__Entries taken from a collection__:
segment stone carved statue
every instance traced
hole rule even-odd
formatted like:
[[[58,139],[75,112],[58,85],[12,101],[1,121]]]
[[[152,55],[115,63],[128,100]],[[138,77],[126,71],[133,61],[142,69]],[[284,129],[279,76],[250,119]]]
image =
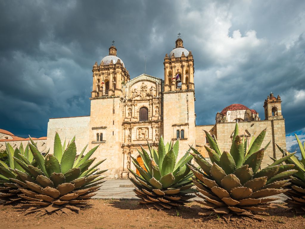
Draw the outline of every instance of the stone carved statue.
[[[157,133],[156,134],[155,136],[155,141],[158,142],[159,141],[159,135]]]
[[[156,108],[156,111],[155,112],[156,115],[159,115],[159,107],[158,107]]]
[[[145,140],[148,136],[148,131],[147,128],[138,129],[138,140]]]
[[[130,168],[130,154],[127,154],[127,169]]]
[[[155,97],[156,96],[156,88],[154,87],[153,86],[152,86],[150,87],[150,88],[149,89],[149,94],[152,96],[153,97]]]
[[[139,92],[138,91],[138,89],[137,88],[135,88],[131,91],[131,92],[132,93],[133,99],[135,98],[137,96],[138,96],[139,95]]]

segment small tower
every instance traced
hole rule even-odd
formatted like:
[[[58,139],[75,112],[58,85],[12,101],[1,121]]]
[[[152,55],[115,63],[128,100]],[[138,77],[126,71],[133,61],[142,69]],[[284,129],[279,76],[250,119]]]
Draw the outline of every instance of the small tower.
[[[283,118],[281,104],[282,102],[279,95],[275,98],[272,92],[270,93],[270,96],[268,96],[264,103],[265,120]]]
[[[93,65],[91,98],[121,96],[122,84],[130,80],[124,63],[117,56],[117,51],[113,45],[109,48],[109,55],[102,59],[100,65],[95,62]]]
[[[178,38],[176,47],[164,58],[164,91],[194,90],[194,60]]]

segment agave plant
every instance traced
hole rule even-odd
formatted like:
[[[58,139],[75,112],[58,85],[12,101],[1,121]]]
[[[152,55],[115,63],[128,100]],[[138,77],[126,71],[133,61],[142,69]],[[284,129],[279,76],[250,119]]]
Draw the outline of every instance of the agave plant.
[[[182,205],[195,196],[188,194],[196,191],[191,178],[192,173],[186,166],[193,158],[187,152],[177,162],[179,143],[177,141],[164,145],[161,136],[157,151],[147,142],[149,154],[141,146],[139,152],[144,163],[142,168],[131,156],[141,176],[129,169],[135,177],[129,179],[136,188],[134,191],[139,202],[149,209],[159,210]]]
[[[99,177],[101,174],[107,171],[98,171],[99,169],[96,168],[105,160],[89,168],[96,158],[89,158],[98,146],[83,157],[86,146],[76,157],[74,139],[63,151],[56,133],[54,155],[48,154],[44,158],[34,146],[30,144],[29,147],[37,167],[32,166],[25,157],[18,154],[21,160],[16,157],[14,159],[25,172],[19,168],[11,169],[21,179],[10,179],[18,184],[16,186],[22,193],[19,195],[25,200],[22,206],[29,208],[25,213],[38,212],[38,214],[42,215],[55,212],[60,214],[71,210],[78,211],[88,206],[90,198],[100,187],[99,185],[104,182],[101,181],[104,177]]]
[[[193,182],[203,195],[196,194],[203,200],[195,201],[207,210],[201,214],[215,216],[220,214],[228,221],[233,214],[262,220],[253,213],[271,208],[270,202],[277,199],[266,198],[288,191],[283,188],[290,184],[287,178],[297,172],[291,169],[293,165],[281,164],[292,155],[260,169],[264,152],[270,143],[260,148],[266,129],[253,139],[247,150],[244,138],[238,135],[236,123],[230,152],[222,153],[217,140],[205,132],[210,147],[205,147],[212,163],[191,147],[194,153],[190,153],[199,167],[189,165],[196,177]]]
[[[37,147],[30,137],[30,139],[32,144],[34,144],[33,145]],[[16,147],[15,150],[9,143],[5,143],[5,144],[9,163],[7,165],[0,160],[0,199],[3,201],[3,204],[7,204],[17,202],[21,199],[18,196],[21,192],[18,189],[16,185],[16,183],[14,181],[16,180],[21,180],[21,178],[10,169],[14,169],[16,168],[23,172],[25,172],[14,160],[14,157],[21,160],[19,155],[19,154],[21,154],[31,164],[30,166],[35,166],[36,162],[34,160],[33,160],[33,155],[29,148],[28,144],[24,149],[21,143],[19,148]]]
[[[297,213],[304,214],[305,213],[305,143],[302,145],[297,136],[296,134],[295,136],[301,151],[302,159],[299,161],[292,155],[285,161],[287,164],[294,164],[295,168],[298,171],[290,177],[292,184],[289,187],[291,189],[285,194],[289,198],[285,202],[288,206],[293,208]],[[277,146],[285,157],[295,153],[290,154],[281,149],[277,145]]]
...
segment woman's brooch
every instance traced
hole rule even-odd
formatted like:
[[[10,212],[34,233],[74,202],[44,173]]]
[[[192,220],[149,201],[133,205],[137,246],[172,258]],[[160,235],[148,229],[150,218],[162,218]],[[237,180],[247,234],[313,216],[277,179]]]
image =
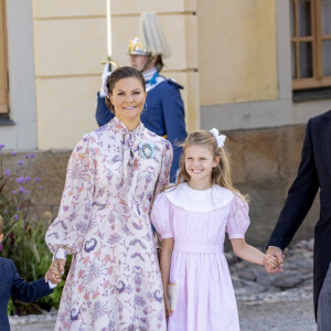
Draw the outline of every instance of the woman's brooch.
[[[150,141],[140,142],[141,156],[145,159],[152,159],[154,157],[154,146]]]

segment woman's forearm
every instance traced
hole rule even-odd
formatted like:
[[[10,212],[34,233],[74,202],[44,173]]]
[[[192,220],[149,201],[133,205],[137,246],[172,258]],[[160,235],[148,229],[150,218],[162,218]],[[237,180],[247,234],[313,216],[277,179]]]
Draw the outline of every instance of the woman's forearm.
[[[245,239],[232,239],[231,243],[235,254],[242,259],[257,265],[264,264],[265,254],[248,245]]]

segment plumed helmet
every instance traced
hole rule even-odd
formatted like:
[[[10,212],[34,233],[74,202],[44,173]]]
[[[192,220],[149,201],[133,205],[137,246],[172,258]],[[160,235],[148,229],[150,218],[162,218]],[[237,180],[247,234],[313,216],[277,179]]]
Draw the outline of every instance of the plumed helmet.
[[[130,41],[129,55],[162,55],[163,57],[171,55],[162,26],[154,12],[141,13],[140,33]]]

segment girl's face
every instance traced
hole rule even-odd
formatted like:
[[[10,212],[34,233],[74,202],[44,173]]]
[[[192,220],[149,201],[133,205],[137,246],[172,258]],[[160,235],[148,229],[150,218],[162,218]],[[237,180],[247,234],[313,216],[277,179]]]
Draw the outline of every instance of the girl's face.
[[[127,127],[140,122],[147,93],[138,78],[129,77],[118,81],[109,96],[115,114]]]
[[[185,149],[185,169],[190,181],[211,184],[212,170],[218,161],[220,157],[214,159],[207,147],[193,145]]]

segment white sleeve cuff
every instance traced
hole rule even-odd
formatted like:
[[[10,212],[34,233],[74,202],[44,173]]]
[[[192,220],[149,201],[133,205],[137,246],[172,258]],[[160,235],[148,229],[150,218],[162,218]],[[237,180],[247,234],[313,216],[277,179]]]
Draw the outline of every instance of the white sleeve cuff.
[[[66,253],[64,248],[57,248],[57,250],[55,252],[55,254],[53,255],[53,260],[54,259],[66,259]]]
--
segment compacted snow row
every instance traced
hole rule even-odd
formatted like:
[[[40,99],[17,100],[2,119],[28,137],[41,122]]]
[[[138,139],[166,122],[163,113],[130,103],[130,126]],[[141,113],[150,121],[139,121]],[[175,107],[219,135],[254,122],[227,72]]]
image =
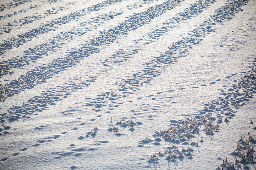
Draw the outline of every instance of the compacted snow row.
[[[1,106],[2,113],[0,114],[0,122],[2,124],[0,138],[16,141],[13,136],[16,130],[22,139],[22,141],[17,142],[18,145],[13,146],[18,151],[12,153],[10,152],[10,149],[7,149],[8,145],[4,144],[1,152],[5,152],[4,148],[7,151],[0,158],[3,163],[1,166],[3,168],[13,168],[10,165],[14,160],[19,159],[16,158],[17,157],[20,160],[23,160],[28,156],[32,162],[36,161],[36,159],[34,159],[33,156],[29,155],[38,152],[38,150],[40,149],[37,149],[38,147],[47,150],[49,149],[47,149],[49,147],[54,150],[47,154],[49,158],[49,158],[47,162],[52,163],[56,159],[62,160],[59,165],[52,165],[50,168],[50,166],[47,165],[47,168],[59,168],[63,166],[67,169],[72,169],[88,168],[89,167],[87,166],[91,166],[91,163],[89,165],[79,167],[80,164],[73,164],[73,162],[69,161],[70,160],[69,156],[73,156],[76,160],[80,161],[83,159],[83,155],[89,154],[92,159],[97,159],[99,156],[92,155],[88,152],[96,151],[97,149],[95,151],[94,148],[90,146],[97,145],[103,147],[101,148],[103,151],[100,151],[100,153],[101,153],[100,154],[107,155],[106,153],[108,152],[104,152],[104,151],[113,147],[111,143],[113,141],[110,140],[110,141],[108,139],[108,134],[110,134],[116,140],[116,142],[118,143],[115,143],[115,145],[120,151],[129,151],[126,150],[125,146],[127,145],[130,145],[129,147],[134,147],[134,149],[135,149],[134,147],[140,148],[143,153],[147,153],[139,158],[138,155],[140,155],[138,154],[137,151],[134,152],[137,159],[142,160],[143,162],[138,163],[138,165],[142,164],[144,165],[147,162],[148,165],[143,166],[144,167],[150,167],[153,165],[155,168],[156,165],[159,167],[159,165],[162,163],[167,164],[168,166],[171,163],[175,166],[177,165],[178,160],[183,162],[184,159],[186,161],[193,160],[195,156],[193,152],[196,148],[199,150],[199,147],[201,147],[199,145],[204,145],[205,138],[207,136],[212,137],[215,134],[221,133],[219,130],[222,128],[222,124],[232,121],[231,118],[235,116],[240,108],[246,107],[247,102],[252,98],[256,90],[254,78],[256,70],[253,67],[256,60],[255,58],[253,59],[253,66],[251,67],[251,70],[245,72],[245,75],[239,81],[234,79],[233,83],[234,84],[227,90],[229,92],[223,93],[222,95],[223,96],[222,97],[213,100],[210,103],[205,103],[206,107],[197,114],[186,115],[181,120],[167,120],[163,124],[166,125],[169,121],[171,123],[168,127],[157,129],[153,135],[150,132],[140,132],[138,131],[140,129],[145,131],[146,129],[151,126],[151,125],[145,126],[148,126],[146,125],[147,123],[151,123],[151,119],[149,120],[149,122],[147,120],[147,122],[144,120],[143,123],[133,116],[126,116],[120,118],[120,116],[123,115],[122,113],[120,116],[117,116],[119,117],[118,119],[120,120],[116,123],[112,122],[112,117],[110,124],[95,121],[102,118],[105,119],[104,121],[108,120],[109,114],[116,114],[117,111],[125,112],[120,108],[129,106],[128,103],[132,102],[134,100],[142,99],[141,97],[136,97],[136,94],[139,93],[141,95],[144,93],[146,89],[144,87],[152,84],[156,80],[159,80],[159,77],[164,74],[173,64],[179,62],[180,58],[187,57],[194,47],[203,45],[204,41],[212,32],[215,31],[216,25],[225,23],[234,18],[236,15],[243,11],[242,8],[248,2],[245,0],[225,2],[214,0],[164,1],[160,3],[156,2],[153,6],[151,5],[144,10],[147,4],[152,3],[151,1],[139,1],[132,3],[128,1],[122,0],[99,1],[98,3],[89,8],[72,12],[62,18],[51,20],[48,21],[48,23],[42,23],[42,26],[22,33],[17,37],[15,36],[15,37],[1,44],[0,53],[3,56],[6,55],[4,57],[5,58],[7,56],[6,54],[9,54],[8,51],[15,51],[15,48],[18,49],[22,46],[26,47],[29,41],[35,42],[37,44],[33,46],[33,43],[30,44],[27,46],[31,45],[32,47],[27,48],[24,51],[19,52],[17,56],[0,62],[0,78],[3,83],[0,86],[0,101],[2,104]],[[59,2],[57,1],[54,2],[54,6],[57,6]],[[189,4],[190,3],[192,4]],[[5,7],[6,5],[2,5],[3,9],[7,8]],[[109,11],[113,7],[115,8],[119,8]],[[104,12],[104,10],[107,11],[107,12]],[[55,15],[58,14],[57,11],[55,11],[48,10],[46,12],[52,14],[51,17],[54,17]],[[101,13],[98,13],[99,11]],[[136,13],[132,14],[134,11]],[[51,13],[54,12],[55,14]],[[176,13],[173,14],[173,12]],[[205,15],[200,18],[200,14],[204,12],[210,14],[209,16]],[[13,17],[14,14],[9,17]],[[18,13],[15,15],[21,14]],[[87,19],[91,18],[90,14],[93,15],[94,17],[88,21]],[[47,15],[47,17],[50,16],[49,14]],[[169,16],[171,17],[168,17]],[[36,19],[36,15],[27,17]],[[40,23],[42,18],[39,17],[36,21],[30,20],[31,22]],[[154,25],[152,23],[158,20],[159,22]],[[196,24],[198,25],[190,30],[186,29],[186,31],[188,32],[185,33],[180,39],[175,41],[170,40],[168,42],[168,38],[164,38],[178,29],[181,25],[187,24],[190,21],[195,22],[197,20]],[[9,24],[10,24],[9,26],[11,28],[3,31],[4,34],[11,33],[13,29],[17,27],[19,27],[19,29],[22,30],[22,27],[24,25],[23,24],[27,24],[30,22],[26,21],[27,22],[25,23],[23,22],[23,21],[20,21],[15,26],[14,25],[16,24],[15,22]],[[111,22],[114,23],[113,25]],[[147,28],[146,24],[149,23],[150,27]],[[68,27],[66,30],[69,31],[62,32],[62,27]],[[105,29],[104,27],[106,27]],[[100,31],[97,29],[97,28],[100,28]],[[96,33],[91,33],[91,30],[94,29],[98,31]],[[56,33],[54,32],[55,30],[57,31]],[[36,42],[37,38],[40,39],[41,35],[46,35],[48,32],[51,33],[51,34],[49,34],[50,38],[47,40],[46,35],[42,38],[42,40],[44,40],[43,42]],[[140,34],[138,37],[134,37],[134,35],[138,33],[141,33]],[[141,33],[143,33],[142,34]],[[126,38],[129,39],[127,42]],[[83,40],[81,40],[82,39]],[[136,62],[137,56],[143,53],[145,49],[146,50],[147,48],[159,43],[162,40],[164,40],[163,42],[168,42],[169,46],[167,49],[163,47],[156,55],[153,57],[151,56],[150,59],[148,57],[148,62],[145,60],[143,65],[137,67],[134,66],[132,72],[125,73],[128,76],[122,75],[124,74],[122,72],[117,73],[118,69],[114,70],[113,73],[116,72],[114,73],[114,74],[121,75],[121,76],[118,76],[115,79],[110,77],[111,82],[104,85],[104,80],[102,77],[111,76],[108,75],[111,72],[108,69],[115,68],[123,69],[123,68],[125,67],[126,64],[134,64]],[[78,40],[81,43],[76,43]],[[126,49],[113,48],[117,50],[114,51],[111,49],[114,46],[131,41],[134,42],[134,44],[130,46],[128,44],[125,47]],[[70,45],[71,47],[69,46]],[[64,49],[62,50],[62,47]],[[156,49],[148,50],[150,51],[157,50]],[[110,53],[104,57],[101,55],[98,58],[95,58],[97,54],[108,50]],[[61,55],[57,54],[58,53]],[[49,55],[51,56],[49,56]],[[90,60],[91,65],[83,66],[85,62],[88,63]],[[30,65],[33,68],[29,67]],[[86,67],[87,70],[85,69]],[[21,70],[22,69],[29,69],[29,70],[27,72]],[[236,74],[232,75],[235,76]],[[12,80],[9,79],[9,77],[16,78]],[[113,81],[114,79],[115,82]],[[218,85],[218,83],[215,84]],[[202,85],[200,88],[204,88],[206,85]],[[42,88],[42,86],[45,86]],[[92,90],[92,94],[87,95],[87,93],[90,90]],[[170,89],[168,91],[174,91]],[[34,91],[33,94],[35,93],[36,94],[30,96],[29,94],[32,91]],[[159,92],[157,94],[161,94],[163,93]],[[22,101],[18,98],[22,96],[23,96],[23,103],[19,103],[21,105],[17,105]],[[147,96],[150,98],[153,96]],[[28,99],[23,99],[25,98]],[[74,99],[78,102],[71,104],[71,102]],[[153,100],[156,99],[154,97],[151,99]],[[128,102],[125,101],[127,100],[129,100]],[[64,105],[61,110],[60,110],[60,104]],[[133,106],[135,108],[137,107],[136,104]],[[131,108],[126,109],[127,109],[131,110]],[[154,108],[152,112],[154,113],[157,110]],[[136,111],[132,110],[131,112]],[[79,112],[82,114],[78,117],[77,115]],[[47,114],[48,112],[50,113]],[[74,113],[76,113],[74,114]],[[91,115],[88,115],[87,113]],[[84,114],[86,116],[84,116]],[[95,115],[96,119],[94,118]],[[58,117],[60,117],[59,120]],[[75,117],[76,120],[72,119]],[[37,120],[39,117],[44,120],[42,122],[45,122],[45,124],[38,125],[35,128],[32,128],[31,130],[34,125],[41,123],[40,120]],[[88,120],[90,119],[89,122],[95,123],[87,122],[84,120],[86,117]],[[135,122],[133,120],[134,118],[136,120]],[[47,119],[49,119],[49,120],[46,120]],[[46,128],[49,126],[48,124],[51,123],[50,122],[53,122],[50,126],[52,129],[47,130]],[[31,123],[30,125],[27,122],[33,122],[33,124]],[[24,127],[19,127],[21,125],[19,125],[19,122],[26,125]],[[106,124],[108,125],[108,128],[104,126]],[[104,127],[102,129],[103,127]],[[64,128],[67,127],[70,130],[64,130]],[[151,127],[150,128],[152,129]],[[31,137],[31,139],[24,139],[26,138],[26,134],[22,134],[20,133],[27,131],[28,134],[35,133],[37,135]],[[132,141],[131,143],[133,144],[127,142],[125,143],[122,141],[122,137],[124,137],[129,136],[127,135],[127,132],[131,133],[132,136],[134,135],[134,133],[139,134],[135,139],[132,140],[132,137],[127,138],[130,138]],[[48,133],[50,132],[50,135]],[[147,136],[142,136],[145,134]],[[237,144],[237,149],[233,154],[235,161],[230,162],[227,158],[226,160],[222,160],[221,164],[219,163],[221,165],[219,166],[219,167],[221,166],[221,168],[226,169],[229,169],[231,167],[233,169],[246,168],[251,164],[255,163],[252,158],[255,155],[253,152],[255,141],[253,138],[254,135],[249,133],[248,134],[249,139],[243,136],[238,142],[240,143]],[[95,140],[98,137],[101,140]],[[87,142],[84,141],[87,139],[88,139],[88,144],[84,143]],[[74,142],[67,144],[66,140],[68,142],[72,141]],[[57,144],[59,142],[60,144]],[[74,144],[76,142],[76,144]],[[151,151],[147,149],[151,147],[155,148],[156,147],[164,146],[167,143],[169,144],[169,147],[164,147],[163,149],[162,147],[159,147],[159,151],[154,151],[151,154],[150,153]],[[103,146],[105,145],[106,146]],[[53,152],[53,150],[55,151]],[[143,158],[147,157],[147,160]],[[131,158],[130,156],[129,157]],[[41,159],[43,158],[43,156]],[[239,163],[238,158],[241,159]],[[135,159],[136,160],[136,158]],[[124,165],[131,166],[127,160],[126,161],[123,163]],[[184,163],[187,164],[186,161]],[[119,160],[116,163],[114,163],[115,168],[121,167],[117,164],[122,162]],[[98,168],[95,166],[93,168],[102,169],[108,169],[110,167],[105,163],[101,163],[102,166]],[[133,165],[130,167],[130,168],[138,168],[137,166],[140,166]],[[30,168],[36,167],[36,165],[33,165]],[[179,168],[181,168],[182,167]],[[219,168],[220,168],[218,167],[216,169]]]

__The exercise__:
Copy out the lines of the items above word for word, from the line with "segment white sleeve cuff" up to and including the line with "Draw the outline of every instance of the white".

__Worked answer__:
segment white sleeve cuff
every instance traced
hole rule even-odd
formatted like:
[[[10,212],[34,233],[74,202],[44,173]]]
[[[192,220],[149,201],[133,205],[137,246],[172,258]],[[160,235],[148,229],[150,218],[162,218]],[[237,180],[247,234],[313,216],[277,179]]]
Draw the outline of every instance of the white sleeve cuff.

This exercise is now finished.